| Instrução 1 |
Por favor, reproduza sem alterações os registros desde a primeira linha até a linha que contém "Segment every instance of the carriage", incluindo essa linha.

| Trecho fornecido |
=======

A tentativa de explorar a operação como arma política contra o governo federal também falhou. A pronta resposta do Ministro da Justiça, esclarecendo os fatos que Castro tentou usar para envolver Lula em sua patuscada foi eficaz. Lewandowiski colocou a impostura de Castro a nu, com a elegância que lhe é peculiar, definindo a carnificina de Castro como cruenta. A sóbria e inteligente postura adotada pelo presidente, de não explorar cadáveres politicamente, conjurou de vez mais essa canhestra tentativa do fascismo de desestabilizar o país. Castro reuniu em sua defesa os governadores da extrema direita, que ironicamente nomearam sua articulação de “consórcio da paz”, a paz dos cemitérios certamente. Essa capitania não vai prosperar, e ainda é capaz de ajudar o governo a cobrar deles o motivo de torpedearem o PEC da segurança pública.
Afinal, se estão tão preocupados com a falta de apoio da União a área de segurança, por que são contra uma legislação que institucionaliza a coordenação e cooperação entre as polícias? A politicagem por trás da iniciativa vai ficar bem clara. O que tem Tarcísio de Freitas para oferecer ao Rio, por exemplo? Será que vai mandar a tropa do Cel. Derrite que matou 82 pessoas na Baixada Santista para ajudar no próximo massacre? Como abutres que dependem de cadáveres para viver, o objetivo dessa macabra associação é explorar ao máximo, com fins eleitorais, a histeria provocada pelo terror e o ódio que espalham.
Porém, o barquinho dessa gente faz cada vez mais água, é como se estivessem em areia movediça, a cada movimento que fazem se afundam mais. Além das sérias complicações com a justiça em que estão se metendo, se continuar nessa toada, vão amargar uma derrota eleitoral acachapante ano que vem. Lula nada de braçada para a reeleição, e duvido que consigam repetir a votação dos últimos anos, até aqui no Rio, a terra das milícias e do bolsonarismo, na última pesquisa eleitoral para governador divulgada, o deputado Glauber Braga do PSOL (o terror do MBL) figura em segundo lugar, sem se quer ter lançado sua campanha.

=======

| Instrução 2 |
Reescreva de forma mais breve o parágrafo do trecho que começa com "Afinal, se estão tão preocupados", mantendo os fatos principais.

(Registros de um conjunto de dados de anotação)
=======

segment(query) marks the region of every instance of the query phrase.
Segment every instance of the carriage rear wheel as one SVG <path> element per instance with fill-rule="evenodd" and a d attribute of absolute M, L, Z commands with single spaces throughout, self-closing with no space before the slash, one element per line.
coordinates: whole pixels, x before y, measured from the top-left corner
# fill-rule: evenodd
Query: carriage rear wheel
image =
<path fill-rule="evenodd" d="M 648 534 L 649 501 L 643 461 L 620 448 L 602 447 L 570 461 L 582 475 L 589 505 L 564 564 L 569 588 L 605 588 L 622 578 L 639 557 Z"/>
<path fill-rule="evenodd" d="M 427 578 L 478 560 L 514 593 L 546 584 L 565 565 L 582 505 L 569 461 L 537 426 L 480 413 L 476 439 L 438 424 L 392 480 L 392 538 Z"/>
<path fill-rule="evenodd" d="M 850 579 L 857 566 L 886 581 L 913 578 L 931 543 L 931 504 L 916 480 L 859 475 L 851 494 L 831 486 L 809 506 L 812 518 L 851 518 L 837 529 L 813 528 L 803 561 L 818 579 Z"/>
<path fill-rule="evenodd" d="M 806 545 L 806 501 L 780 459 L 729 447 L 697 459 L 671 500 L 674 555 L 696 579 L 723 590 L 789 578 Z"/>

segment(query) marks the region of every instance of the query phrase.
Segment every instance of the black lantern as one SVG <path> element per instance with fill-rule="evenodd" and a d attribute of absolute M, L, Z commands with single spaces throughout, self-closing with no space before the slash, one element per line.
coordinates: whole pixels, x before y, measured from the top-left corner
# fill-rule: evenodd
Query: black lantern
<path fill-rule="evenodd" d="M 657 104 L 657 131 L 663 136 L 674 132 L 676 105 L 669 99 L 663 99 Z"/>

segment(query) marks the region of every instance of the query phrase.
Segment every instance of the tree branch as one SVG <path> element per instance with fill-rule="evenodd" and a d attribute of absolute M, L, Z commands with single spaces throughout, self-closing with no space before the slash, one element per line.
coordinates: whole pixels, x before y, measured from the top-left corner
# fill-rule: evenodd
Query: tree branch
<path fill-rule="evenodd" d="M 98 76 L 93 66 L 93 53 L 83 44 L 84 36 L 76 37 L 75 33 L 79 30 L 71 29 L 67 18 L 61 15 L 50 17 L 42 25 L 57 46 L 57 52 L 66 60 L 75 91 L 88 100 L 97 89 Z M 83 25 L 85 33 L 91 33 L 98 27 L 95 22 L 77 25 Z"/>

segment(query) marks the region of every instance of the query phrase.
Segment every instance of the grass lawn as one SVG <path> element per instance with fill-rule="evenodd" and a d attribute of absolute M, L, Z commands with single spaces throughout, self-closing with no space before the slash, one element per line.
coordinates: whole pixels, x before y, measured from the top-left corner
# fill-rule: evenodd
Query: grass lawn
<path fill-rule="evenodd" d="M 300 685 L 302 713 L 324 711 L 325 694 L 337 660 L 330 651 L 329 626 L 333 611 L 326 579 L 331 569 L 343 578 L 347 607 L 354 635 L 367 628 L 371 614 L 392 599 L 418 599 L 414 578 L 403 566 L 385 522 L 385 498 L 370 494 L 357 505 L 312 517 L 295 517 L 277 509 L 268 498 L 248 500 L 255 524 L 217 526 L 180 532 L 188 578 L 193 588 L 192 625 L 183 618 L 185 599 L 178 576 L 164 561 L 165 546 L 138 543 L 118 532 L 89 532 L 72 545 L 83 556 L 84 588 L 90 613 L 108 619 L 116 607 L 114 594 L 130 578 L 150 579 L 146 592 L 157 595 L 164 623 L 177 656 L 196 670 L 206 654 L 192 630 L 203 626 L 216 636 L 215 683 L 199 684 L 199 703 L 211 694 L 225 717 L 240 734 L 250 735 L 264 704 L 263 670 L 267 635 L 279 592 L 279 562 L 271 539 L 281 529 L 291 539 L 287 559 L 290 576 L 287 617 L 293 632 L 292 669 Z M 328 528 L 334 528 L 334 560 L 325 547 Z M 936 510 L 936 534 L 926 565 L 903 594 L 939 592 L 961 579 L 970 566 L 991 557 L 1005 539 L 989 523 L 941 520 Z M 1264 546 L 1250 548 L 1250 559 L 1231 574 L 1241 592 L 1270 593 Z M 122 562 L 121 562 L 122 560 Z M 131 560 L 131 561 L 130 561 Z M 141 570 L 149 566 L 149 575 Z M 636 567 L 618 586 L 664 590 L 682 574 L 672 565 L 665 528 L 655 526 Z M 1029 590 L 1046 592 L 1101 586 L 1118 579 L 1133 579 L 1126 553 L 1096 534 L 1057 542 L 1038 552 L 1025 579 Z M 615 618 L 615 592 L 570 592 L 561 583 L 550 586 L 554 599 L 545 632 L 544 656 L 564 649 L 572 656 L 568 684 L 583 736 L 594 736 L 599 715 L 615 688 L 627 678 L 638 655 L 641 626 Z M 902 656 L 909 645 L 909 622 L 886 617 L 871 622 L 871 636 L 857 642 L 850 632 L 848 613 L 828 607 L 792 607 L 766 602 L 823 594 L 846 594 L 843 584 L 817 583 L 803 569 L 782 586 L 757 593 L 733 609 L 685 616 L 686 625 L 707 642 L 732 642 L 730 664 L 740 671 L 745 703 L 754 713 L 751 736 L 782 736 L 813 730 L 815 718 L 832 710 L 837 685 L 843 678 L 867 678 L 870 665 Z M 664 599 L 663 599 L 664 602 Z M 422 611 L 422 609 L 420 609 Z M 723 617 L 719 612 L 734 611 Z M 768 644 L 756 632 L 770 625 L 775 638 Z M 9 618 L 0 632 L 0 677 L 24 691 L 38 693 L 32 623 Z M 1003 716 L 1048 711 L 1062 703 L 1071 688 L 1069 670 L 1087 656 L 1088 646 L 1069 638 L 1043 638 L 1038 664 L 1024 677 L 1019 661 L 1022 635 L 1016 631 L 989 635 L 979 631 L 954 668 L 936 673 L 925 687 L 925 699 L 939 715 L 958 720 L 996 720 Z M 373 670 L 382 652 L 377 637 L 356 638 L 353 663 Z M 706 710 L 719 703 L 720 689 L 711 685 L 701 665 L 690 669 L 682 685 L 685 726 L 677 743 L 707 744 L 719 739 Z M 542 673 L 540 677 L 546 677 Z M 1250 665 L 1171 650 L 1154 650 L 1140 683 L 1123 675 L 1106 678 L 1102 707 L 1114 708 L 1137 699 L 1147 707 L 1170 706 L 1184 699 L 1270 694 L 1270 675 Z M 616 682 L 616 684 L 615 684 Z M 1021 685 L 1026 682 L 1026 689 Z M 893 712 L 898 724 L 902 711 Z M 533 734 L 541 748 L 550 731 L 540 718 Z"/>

=======

| Resposta redigida 1 |
segment(query) marks the region of every instance of the query phrase.
Segment every instance of the carriage rear wheel as one SVG <path> element per instance with fill-rule="evenodd" and a d attribute of absolute M, L, Z commands with single spaces throughout, self-closing with no space before the slash, one element per line.

| Resposta redigida 2 |
Se estão tão preocupados com a falta de apoio da União à segurança, por que se opõem a uma legislação que institucionaliza a coordenação e a cooperação entre as polícias? A politicagem por trás da iniciativa ficará clara. O que Tarcísio de Freitas tem a oferecer ao Rio? Enviará a tropa do Cel. Derrite, que matou 82 pessoas na Baixada Santista, para o próximo massacre? Como abutres, o objetivo dessa associação é explorar ao máximo, com fins eleitorais, a histeria provocada pelo terror e pelo ódio que espalham.